**Task instructions:** Please repeat the records without any change, everything from the line containing "</instance>" down to the end of the records, with both of those lines included.

::::

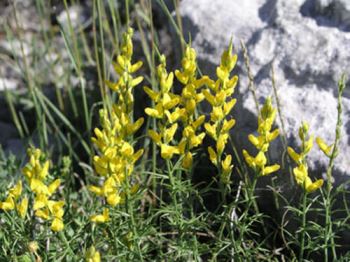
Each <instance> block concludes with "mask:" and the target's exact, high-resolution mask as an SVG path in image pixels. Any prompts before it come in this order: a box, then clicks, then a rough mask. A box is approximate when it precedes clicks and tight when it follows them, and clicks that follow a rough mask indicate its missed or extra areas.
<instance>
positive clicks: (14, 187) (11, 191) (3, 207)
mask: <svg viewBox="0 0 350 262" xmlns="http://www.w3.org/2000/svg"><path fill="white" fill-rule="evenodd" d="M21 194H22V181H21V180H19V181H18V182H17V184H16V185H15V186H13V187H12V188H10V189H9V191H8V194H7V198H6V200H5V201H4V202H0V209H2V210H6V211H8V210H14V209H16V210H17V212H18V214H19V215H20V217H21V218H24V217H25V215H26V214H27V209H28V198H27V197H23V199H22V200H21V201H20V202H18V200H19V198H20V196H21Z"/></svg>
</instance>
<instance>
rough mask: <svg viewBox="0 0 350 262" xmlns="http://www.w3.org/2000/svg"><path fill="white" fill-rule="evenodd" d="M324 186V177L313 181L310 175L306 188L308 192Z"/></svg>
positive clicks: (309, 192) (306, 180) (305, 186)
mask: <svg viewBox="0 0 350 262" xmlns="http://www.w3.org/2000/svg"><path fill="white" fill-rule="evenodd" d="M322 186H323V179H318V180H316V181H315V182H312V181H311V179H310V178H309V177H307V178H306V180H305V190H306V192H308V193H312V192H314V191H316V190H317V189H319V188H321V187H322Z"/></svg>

::::

**Answer box:**
</instance>
<instance>
rough mask: <svg viewBox="0 0 350 262" xmlns="http://www.w3.org/2000/svg"><path fill="white" fill-rule="evenodd" d="M324 186V177L313 181L310 175L306 188L308 192Z"/></svg>
positive clicks: (309, 192) (306, 180) (305, 186)
mask: <svg viewBox="0 0 350 262" xmlns="http://www.w3.org/2000/svg"><path fill="white" fill-rule="evenodd" d="M322 186H323V179H318V180H316V181H315V182H312V181H311V179H310V178H309V177H307V178H306V180H305V190H306V192H308V193H312V192H314V191H316V190H317V189H319V188H321V187H322Z"/></svg>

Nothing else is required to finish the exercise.